* **What is being asked**
Extract exactly the range of lines bounded by the line containing "the car tail" and the final line of the listing, both ends included, and no other lines.

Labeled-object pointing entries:
** BEGIN **

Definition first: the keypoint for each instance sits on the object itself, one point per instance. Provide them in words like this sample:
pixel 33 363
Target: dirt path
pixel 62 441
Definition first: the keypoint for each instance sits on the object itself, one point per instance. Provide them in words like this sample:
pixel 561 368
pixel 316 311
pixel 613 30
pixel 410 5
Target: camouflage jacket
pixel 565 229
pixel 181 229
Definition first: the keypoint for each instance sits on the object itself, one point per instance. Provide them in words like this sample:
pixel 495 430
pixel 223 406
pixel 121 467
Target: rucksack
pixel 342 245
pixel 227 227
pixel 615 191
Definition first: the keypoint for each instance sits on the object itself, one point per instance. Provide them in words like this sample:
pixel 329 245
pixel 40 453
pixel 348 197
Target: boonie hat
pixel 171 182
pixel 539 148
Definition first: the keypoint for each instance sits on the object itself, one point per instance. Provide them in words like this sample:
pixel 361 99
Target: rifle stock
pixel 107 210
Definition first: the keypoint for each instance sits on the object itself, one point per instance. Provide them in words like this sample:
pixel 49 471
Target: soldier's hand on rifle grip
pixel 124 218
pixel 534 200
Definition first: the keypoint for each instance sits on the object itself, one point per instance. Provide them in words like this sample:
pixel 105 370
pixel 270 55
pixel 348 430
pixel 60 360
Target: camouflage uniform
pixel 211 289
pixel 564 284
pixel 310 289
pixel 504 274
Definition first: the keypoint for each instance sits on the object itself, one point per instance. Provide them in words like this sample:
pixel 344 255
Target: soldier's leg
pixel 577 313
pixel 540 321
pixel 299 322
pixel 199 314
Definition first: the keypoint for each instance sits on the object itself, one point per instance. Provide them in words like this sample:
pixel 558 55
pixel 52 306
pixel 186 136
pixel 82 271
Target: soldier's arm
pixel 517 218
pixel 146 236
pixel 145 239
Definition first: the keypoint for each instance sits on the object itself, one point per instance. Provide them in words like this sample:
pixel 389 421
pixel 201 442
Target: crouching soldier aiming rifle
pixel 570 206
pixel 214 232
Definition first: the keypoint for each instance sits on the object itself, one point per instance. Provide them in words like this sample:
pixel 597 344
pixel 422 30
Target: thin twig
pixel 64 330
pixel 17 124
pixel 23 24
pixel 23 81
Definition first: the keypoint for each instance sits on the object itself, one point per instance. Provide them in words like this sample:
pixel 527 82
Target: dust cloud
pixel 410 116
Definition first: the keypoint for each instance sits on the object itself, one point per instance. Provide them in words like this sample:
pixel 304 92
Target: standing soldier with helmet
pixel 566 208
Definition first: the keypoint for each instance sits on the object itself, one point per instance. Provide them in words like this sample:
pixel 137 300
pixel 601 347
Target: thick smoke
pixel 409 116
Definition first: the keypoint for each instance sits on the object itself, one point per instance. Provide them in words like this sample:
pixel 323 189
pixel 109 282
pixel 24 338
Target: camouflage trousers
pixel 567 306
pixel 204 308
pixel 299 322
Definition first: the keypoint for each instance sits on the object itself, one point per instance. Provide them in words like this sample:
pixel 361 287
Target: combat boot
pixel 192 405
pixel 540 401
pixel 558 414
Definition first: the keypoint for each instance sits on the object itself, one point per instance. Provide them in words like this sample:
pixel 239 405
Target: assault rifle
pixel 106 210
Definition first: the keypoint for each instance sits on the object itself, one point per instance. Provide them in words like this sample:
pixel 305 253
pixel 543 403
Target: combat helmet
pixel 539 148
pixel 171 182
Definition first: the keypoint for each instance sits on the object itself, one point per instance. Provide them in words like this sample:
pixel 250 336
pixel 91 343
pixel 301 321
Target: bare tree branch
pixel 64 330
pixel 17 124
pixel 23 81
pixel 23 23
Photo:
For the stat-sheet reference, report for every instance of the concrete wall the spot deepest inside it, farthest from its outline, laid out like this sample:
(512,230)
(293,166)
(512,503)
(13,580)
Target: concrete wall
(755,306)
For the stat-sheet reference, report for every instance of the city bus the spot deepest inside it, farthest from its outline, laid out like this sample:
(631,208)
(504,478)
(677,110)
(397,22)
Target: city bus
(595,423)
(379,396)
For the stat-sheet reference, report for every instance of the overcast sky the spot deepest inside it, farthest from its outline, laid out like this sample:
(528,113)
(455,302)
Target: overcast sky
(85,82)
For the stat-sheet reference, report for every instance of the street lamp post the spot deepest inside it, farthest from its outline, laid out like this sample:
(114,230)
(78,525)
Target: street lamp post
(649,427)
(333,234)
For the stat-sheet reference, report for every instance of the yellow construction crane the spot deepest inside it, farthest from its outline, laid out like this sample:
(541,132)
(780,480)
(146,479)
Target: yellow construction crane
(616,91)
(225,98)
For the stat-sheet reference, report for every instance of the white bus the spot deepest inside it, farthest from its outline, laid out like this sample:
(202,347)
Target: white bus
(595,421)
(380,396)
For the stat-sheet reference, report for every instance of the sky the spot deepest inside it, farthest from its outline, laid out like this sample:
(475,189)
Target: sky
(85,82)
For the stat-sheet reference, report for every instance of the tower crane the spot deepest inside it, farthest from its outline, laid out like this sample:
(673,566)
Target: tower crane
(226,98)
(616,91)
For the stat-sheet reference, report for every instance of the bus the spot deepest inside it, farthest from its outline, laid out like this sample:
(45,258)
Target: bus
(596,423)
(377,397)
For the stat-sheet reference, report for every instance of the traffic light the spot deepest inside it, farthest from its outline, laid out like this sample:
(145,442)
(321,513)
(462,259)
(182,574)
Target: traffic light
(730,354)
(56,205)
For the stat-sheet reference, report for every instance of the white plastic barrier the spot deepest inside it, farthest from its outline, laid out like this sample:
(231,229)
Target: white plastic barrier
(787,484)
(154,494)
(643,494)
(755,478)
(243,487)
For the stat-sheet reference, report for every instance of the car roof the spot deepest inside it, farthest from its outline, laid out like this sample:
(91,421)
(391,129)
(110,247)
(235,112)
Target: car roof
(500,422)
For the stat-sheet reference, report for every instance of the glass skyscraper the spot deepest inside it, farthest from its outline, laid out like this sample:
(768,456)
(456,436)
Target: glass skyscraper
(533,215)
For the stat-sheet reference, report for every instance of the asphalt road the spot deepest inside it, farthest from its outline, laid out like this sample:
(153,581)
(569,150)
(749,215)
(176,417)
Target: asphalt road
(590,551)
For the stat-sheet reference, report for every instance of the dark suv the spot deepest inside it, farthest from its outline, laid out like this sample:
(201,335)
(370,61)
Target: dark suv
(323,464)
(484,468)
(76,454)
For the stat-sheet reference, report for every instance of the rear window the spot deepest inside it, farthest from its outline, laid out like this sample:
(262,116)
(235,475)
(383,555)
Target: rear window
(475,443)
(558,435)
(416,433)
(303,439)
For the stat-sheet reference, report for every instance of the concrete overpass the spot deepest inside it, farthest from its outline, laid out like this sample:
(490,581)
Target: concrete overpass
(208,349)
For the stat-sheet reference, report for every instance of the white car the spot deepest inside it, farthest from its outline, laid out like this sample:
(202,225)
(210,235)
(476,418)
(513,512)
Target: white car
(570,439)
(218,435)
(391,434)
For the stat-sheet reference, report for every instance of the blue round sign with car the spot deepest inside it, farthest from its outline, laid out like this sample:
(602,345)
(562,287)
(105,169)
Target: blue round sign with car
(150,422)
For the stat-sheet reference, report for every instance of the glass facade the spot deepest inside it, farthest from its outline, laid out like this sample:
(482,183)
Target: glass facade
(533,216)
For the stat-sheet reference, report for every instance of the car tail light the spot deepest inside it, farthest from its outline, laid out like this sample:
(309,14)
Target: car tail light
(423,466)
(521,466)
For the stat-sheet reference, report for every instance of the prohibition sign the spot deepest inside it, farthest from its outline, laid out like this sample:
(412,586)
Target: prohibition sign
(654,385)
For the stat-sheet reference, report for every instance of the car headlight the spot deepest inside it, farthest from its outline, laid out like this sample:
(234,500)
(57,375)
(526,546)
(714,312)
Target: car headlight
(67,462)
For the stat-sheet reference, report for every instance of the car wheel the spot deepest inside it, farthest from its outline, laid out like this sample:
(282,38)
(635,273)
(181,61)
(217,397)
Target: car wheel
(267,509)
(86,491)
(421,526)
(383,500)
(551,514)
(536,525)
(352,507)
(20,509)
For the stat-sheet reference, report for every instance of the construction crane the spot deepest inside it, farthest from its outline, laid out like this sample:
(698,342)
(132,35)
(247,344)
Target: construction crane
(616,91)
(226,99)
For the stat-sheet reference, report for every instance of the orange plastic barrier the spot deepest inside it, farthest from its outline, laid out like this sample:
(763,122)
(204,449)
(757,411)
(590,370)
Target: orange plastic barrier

** END **

* **Exercise response**
For the stat-sheet reference, report for every instance of the car tail light the spot deepest inside it, farthest from its outline, laid out like this sample:
(309,14)
Target: car tail light
(423,466)
(521,466)
For the stat-sheet reference, report for every instance of the prohibition sign the spot deepest inside it, farthest from its outline, laid out like this sample:
(412,586)
Target: prohibition sign
(654,385)
For the stat-sheet reference, report for every instance of the car headlight the spot deepest inside it, farthest from its outline, laid out like this sample:
(234,500)
(57,375)
(526,546)
(714,312)
Target: car headlight
(67,462)
For the stat-sheet reference, report for every instance of the car wheel the spot deepest inside it, farthest from its outline, laid out like this sample:
(282,38)
(635,273)
(181,61)
(217,397)
Target: car wheel
(267,509)
(86,491)
(421,526)
(383,500)
(551,514)
(536,525)
(352,507)
(20,509)
For the stat-sheet reference, report for every instance of the construction crane the spot deepest inside it, farthest from its outline, laid out like this sample:
(698,342)
(132,35)
(247,344)
Target: construction crane
(616,91)
(226,99)
For the stat-sheet reference, report for every instance of the orange plastic barrier the spot deepest inside it, farthest from its outline, laid out like this sample:
(763,122)
(204,449)
(757,411)
(590,370)
Target: orange plastic barrier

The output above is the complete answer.